** start of Text **

Even as some states across the country, including parts of New York, start to reopen — with people going back to work and stores getting back to business — the daily line outside the KeyBank branch in Manhattan is a vivid reminder that, for many, their economic suffering isn’t over yet.
It also underscores the struggle that many states, including New York, faced in meeting the needs of an enormous avalanche of suddenly unemployed workers as much of the country shut down. Government websites meant to accept unemployment claims were crashing and some people were — and still are — unable to reach state employees on the phone.
In New York, the claims backlog finally has started to ease as more people receive benefits. But now accessing their money has become another hurdle.
“It’s terrible,” said Mandy Zaxanz, who spent 45 minutes traveling from her Brooklyn home to the A.T.M. It took her more than two-and-a-half hours to reach the machine.
Ms. Zaxanz, who lost her job at a Manhattan hotel in March and waited nearly eight weeks to get her first unemployment payment, said she needed money to pay rent and buy food.
Though the debit cards loaded with unemployment benefits can be used at other bank A.T.M.s, KeyBank allows withdrawals of as much as $1,500 at a time. Other banks have far lower transaction limits and some impose fees.
As a result, people who need cash to pay large bills, like housing costs, are willing to travel far and endure the long line.
KeyBank officials said they would step up efforts, including stationing employees outside the branch, to let people know that they can withdraw money at other banks. But state officials criticized the bank for not doing more sooner.
As Ms. Zaxanz waited, she prayed the A.T.M. would not run out of money, as it had when she tried to use it last week. It also ran out on Wednesday afternoon, which led to furious people punching nearby windows.

** end of Text **
** start of Record extracts **

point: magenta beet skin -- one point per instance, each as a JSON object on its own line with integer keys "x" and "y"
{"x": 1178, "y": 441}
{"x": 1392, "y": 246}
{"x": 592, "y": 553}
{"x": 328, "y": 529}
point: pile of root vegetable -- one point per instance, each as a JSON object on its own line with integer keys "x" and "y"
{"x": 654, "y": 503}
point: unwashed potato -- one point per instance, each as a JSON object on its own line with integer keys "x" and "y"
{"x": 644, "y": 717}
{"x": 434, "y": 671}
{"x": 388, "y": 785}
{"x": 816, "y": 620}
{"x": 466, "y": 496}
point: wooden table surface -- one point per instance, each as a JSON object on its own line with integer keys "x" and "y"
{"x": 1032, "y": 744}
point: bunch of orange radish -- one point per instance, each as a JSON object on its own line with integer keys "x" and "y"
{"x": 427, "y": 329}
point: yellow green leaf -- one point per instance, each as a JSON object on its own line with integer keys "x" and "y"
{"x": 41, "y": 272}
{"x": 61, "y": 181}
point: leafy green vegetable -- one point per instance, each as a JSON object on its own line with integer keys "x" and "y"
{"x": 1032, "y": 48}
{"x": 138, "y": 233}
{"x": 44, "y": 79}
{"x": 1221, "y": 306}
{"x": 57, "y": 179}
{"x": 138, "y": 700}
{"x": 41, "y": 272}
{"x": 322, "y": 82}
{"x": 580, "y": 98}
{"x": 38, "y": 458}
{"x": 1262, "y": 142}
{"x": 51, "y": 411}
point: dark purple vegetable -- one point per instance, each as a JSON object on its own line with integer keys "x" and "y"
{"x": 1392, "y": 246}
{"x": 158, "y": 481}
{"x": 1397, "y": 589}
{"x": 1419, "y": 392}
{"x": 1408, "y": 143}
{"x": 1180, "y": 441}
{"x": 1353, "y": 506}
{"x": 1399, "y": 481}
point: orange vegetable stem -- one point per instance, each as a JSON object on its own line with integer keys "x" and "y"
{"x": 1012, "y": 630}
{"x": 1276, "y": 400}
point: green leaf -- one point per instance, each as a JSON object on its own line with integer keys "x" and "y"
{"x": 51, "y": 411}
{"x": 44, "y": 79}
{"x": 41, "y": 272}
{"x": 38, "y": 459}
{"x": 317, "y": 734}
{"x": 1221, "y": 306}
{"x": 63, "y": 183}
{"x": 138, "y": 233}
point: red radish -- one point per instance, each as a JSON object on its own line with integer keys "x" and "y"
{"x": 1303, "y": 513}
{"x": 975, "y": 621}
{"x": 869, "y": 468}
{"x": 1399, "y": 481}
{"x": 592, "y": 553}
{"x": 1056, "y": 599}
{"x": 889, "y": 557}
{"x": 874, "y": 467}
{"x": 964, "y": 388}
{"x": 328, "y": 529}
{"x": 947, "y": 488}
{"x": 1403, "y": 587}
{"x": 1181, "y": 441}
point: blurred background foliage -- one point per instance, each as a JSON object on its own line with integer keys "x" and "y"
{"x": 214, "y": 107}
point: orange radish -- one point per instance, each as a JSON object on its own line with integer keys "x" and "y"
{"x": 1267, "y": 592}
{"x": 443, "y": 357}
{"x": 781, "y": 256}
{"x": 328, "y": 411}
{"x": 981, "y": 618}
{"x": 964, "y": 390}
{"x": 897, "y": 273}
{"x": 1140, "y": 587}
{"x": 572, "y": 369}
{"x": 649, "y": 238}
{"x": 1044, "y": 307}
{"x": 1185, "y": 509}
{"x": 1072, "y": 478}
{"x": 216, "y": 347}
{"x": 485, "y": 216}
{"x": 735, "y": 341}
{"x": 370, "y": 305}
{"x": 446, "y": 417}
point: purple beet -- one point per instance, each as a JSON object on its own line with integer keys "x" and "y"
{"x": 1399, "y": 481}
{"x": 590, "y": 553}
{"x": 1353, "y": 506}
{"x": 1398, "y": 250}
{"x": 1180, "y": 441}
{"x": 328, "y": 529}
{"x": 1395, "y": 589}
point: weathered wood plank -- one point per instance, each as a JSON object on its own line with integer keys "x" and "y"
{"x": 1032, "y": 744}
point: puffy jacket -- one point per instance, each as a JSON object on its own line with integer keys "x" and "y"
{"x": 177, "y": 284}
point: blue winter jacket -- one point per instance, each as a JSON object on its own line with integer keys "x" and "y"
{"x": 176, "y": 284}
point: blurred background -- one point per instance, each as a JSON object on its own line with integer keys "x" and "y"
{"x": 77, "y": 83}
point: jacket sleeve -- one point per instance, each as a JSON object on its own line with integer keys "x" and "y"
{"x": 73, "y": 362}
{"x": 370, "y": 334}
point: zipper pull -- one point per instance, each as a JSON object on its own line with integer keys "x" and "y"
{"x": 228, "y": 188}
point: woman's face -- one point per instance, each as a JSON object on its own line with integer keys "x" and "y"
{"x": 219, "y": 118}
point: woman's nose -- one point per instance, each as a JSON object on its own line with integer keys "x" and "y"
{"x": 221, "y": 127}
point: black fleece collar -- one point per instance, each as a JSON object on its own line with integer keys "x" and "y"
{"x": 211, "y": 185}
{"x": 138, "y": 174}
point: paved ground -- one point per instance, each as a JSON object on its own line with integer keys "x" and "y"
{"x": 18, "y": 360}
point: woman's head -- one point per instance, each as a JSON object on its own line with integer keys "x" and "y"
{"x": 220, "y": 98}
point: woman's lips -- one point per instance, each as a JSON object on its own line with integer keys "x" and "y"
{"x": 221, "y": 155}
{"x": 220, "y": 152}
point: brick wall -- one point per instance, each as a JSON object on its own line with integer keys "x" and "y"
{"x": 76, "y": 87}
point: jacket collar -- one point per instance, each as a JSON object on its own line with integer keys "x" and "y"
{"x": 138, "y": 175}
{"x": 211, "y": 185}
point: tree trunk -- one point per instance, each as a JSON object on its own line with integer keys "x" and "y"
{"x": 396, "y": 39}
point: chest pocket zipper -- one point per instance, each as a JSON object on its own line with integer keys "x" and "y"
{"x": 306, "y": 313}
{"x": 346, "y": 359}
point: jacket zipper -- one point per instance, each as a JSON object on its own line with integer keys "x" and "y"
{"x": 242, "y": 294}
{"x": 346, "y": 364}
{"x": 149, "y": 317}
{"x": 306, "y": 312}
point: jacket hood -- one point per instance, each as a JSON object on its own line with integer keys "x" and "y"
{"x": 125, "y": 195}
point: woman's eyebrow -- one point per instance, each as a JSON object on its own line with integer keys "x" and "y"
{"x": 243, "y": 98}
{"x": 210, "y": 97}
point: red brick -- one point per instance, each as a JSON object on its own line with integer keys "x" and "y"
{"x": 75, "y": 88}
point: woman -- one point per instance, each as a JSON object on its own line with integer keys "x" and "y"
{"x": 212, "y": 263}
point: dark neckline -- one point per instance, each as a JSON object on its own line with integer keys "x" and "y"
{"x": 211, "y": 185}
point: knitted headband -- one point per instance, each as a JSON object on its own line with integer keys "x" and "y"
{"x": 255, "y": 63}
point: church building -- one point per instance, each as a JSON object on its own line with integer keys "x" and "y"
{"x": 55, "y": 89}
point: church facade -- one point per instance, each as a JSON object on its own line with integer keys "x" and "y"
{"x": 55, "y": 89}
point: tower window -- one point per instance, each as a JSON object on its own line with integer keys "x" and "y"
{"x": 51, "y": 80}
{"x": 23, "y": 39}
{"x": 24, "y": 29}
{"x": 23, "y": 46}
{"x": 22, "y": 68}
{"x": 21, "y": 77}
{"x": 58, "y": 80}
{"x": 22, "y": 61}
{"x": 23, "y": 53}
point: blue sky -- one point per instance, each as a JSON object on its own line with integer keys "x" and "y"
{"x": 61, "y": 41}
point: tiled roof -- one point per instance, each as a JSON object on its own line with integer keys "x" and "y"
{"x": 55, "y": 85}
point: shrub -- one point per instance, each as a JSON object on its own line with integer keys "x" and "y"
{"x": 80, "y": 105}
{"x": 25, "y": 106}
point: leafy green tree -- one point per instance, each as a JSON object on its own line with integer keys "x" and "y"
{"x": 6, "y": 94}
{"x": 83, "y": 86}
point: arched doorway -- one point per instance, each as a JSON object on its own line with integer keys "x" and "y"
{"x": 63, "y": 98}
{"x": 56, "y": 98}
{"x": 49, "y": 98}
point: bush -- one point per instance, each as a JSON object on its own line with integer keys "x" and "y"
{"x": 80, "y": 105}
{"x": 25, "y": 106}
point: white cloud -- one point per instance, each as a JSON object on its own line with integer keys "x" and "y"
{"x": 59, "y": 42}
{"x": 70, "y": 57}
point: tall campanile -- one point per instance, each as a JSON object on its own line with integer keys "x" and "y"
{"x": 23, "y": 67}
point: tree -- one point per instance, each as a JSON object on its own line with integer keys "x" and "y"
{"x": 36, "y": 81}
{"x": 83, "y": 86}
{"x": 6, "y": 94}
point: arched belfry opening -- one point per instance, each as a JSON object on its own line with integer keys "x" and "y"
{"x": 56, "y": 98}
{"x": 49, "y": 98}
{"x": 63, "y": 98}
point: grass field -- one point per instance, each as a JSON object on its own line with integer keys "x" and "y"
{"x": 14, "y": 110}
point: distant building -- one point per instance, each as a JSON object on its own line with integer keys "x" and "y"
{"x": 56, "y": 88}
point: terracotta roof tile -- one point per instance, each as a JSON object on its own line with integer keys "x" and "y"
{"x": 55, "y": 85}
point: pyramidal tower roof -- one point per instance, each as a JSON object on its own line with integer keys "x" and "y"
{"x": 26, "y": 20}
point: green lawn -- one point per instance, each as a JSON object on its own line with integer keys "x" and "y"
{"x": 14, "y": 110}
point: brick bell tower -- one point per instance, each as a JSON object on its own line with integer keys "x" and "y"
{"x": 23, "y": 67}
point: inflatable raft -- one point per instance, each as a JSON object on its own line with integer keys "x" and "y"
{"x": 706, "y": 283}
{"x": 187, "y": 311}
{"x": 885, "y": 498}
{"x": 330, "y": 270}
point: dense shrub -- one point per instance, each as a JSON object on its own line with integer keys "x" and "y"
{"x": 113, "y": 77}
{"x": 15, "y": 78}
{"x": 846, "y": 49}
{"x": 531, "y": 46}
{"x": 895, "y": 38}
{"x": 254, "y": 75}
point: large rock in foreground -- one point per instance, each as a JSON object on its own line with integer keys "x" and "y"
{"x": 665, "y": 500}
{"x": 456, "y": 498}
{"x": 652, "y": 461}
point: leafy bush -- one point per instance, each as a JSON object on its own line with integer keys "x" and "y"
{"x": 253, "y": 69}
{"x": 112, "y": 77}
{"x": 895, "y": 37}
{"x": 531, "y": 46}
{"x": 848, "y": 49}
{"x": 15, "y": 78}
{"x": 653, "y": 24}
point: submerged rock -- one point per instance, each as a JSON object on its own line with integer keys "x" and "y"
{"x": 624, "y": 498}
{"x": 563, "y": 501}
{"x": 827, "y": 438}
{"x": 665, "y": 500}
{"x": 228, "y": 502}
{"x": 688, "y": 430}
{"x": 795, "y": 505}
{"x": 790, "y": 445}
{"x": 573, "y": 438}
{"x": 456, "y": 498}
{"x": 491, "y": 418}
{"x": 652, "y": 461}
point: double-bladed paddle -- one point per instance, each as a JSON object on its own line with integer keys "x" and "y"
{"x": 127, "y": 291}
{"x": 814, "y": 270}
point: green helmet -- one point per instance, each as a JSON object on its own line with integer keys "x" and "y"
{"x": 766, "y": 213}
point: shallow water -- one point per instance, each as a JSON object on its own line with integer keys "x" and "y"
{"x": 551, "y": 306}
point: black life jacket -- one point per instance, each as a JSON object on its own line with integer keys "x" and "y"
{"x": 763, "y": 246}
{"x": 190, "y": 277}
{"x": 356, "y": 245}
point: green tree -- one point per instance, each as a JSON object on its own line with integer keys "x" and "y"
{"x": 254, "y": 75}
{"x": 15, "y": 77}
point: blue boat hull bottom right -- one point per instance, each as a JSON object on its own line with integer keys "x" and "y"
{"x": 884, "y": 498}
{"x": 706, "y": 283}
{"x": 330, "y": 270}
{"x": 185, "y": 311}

** end of Record extracts **

*Work to be completed*
In the article on the KeyBank line, how much does KeyBank allow people to withdraw at a time? Answer using only the article on the KeyBank line.

*The completed task*
As much as $1,500.